Work required: Rescale only the part of the material that starts with the line containing "Each instance receives one keypoint. Mark the man wearing" and goes through the end. Repeat those lines in full, requests included, with every coordinate in the answers multiplied by 0.4 and rounded to a whole number, halves rounding up.

Provided material:
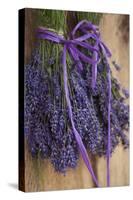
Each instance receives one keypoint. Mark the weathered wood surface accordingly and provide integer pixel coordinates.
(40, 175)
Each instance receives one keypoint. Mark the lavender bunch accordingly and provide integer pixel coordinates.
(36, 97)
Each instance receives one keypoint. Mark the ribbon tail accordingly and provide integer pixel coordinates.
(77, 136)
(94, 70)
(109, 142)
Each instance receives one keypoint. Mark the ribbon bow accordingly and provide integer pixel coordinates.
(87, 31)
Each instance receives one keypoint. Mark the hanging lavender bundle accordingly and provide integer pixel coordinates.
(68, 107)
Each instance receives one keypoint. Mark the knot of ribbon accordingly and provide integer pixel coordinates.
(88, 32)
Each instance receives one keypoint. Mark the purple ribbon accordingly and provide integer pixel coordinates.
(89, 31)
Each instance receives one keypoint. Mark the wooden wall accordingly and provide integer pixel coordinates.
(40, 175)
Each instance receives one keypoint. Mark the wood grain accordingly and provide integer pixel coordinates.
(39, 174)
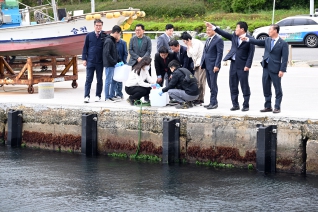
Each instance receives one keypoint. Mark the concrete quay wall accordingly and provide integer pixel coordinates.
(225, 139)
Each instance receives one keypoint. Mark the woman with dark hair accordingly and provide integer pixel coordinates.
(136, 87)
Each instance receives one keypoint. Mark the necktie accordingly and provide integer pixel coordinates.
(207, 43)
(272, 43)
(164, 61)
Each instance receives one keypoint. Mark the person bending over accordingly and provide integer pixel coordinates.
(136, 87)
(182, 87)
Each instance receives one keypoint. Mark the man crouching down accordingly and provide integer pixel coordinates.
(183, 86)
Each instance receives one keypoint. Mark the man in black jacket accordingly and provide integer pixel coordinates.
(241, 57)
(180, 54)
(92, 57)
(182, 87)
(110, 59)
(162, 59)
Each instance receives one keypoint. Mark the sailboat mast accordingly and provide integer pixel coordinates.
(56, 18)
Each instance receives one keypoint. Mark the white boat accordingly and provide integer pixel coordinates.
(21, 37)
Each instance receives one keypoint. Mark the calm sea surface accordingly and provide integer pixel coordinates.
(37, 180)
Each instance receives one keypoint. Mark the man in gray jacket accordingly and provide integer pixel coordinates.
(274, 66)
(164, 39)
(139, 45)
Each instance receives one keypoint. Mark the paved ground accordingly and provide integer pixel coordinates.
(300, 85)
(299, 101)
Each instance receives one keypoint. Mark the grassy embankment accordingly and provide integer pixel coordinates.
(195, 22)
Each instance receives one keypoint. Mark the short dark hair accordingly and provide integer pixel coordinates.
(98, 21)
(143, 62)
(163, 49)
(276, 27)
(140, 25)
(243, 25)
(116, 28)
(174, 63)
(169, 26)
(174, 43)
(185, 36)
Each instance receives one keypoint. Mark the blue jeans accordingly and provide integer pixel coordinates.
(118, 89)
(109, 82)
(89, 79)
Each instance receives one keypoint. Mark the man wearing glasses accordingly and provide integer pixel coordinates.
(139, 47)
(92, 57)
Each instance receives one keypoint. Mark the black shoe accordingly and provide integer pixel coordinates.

Result of the exercise:
Each instance receives one keypoint. Mark the man wearing glasses accordingly and provide integer pixel coordinates.
(56, 19)
(37, 23)
Each instance receives one keypoint. Mark the black shoe accordingly and provide integer pixel coordinates.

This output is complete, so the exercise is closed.